## Quoted passage:
--------------------

I applaud you, Sir Paul. My commitment issues could never. Like you with a diary, I tend to get bored easily with just about anything. I wish you all the best with your journal. Hopefully you publish it next year and it becomes a bestseller!
Good luck on writing a journal and it could be a way to starting an autobiography.
Good luck with the journaling. I was always bad at keeping a diary. The only thing I stuck to was keeping a travel journal for a year when I went backpacking round Oz. Wishing you a really happy new year and much success and happiness to you.
OK! The dedication and personal nakedness that this is going to entail already has me enthralled. Crikey Paul. This is brave!
Love this Paul, it made me smile!! Cheers to finding/ searching for the best audience to write for... yourself!! I hope it brings you the satisfaction you need!!

--------------------

Records in a dataset:
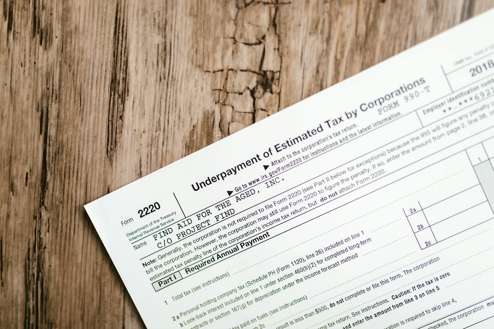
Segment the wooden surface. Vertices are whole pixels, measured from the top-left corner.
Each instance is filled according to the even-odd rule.
[[[0,328],[143,328],[84,204],[494,6],[282,1],[0,2]]]

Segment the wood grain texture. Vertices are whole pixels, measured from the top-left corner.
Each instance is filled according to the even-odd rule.
[[[1,0],[0,328],[143,328],[84,204],[493,6]]]

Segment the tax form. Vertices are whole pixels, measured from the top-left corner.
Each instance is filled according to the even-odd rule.
[[[491,10],[86,205],[147,328],[494,328],[493,31]]]

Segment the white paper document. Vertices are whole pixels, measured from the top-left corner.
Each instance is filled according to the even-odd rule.
[[[494,328],[493,31],[491,10],[86,205],[146,326]]]

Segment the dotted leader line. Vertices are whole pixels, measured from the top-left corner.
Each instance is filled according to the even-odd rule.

--------------------

## Required work:
1: In the comments about Paul's journal, what was the only journal one commenter ever kept up, and for how long?
2: Write the next part of the comments about Paul's journal, picking up after the final comment.

## Exercise results:
1: A travel journal, kept for a year while backpacking round Oz.

2:
🤔😳🤯Your humble student has only one question Master Paul. How on earth will you write something more insanely stream of consciousness and personal than the soul baring, random, iconoclastic genius, wild-ass crazy stuff you usually write? Just sayin’. Course, could just be a deficit of imagination on my part. The season of resolution is upon us and the more of these entries I read and I’m like What! I can’t compete with this stuff! What the hell am I supposed to write?! 2025 I hate u already!
So, will you publish your daily pages on Vocal? Happy New Year, Paul & Ruth
Excellent goal, Paul! I wish you the best in this new, personal writing endeavor! You're inspiring me to try and pick up a journal too :)
I think it's a great idea, whether you eventually decide to publish it or not. I'm convinced it will inspire future stories/poems, etc. An intriguing project, for sure. Happy new year, buddy.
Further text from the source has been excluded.